▶ The records
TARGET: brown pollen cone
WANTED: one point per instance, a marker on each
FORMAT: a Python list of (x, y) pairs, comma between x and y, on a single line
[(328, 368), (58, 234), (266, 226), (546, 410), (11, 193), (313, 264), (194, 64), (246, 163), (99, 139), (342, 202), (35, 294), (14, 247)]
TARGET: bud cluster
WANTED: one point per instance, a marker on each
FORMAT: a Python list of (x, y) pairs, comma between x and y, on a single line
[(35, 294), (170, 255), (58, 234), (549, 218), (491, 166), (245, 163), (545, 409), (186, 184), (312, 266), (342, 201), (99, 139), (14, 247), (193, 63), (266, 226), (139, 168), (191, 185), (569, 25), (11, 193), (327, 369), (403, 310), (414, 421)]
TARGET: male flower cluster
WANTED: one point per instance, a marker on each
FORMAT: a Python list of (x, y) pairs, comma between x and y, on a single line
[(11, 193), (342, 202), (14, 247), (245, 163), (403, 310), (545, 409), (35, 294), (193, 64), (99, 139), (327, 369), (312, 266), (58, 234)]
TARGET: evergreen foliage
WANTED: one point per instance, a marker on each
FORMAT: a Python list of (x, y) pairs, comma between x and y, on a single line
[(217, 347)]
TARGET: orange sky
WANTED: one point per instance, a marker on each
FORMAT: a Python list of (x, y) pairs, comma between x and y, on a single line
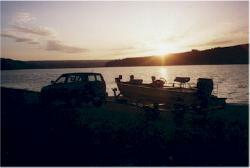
[(112, 30)]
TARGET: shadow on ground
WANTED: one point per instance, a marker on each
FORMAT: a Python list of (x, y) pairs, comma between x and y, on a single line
[(118, 135)]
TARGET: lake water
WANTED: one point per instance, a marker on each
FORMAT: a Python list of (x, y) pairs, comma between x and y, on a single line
[(232, 80)]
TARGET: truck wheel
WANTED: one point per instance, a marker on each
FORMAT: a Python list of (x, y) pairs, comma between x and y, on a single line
[(97, 102)]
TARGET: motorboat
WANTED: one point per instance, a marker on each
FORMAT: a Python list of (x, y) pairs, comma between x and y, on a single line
[(159, 91)]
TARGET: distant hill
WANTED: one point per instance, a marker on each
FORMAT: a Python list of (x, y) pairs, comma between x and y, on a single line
[(220, 55), (9, 64)]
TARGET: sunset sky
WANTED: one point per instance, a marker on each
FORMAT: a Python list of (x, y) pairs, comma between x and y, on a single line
[(114, 30)]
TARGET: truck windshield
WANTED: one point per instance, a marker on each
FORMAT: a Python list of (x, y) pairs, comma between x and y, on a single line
[(61, 79)]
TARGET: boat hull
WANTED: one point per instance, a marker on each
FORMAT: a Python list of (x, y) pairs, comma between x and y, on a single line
[(166, 95)]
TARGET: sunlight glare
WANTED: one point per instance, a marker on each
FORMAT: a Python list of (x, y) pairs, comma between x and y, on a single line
[(163, 72)]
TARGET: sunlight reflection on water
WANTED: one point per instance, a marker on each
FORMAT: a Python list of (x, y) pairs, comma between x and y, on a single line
[(232, 80)]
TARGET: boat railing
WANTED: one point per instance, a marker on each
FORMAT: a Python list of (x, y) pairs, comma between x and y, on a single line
[(180, 85)]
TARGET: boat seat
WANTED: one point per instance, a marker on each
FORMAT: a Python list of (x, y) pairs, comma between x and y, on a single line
[(182, 79), (136, 81)]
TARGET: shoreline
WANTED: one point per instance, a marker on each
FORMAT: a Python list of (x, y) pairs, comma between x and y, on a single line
[(116, 134)]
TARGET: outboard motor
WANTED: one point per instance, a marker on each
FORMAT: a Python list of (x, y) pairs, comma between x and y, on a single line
[(205, 87), (118, 79)]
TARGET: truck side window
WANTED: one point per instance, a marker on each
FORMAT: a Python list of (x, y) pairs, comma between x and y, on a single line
[(91, 78), (98, 78), (71, 79), (61, 79)]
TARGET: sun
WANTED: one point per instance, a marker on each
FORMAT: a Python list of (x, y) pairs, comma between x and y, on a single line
[(162, 49)]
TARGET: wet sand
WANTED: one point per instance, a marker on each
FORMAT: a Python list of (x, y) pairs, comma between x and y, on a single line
[(117, 134)]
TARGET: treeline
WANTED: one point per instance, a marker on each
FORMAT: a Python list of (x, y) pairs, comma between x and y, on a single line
[(221, 55), (9, 64)]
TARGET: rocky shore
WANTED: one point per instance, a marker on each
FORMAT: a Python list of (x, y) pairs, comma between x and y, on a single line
[(117, 134)]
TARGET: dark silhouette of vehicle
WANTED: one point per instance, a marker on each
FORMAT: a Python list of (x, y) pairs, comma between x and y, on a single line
[(76, 88)]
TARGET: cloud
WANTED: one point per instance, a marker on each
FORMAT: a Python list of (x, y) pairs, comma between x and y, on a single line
[(16, 38), (54, 45), (214, 42), (122, 48), (33, 42), (37, 30), (23, 17)]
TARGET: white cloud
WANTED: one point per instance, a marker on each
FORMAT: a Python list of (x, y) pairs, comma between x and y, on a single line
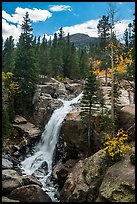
[(9, 29), (90, 28), (57, 8), (34, 14)]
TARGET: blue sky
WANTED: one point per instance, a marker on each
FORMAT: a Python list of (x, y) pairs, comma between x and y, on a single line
[(74, 17)]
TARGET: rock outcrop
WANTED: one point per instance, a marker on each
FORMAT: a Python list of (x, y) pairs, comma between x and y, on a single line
[(22, 188), (119, 183), (126, 120), (5, 199), (29, 193), (94, 180), (46, 97), (83, 181)]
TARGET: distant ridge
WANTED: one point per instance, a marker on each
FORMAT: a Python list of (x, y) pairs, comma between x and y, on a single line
[(81, 39)]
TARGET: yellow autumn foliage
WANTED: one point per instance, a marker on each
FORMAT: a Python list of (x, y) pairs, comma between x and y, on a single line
[(115, 147)]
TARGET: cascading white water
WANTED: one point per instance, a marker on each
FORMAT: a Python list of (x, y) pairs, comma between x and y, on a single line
[(45, 149)]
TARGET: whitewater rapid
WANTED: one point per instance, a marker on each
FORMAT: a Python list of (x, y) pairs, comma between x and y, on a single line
[(44, 151)]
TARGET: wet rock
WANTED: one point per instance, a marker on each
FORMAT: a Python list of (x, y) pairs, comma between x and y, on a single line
[(30, 180), (6, 199), (29, 193), (119, 183), (20, 120), (10, 180), (42, 170), (6, 164)]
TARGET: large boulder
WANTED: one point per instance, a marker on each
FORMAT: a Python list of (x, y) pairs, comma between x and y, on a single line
[(6, 199), (71, 131), (119, 183), (26, 129), (83, 181), (126, 120), (7, 164), (11, 180), (29, 193)]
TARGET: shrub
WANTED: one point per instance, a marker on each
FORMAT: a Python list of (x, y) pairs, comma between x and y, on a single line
[(115, 146), (132, 158)]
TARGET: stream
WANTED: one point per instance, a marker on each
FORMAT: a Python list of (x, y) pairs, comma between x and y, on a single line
[(39, 164)]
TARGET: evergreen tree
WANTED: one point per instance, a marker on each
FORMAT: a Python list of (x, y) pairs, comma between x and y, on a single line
[(104, 36), (26, 73), (8, 55), (103, 31), (56, 58), (84, 63), (74, 70), (89, 103)]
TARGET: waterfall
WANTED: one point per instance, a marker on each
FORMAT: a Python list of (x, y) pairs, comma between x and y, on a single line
[(40, 163)]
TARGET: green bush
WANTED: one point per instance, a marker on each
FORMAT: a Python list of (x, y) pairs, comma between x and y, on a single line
[(132, 158)]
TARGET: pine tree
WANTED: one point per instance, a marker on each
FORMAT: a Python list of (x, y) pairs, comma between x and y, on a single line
[(89, 105), (8, 55), (26, 73), (56, 57), (84, 63)]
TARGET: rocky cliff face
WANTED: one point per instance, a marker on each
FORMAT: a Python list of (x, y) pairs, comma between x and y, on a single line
[(92, 180), (46, 97)]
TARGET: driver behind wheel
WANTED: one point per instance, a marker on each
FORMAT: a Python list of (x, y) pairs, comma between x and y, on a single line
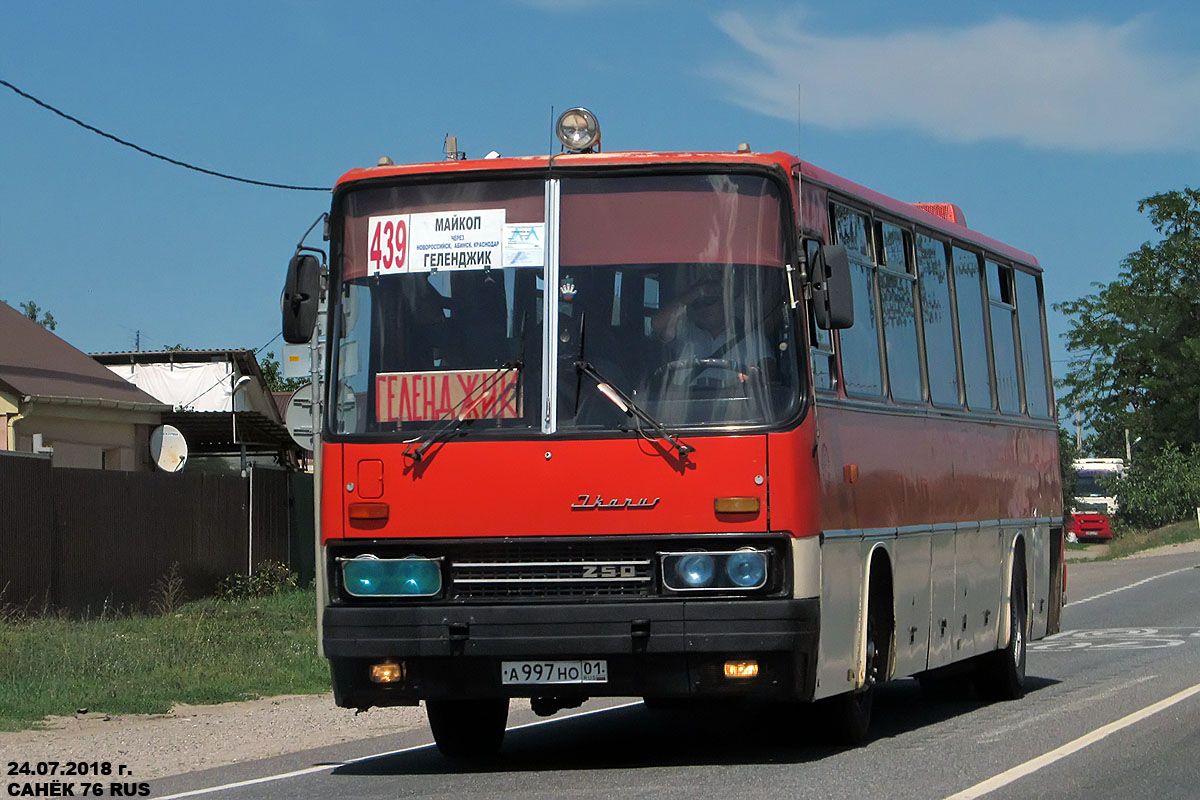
[(695, 326)]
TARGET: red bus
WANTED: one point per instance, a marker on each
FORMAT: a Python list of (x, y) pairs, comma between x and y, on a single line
[(672, 426)]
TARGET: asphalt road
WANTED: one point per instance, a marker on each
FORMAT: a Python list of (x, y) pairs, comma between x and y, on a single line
[(1113, 711)]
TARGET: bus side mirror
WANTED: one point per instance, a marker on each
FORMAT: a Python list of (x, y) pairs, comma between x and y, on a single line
[(301, 294), (833, 301)]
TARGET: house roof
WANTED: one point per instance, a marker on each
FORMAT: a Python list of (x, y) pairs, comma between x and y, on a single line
[(35, 362)]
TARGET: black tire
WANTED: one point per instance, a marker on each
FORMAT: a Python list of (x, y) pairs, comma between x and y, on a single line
[(1001, 674), (468, 728), (849, 715)]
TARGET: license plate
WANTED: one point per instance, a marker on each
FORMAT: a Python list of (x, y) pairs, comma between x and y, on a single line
[(555, 672)]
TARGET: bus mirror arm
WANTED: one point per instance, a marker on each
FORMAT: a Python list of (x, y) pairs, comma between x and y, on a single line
[(301, 295), (833, 302)]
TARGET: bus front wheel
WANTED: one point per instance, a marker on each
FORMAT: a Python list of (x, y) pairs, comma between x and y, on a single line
[(468, 728)]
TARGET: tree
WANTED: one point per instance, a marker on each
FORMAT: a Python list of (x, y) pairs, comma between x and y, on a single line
[(33, 310), (274, 376), (1135, 343)]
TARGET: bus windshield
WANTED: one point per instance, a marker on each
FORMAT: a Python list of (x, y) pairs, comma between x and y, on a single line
[(671, 287)]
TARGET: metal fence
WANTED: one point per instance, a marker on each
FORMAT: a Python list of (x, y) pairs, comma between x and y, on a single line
[(82, 539)]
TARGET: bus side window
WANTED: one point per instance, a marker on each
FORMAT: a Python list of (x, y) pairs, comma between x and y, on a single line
[(934, 287), (1003, 336), (899, 311), (862, 370), (820, 341), (1033, 360), (972, 334)]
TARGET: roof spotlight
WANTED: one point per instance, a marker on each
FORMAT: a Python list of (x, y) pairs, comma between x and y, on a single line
[(579, 131)]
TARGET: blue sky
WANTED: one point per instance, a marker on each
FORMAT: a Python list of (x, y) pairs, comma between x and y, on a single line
[(1045, 122)]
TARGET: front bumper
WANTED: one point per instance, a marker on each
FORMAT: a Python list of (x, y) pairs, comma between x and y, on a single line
[(659, 649)]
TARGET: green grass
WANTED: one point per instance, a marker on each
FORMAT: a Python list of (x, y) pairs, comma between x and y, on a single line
[(207, 651)]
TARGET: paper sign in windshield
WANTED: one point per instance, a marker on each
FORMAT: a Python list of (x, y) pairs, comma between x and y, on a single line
[(437, 240), (447, 395), (525, 244)]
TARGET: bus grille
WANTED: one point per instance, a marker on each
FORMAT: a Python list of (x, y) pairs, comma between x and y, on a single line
[(555, 571)]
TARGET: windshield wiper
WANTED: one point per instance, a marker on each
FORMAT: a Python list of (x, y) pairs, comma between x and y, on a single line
[(630, 408), (459, 419)]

▶ Stated task
From the records above, reproduce verbatim the lines starting with the line containing "TARGET: shoreline" and continuing through the line containing "[(162, 49)]", including both.

▶ Finished answer
TARGET: shoreline
WANTED: one point per instance, a marker on each
FORMAT: a Python list of (x, y) pairs, comma between x and y, on a single line
[(116, 134)]
TARGET: outboard motor
WANTED: one point per instance, a marker on each
FORMAT: a Python list of (x, y) pairs, comma between x and y, on a single line
[(205, 87), (118, 79)]
TARGET: truck side window
WANTED: one point per instance, a marker on each
FORMAT: a Python list of (x, y) pairs, comma between x and y, on a single line
[(91, 78), (98, 78), (71, 79), (61, 79)]
TARGET: sun
WANTED: one point per instance, a marker on each
FORMAT: a Python list of (x, y) pairs, comma between x and y, on a single line
[(162, 49)]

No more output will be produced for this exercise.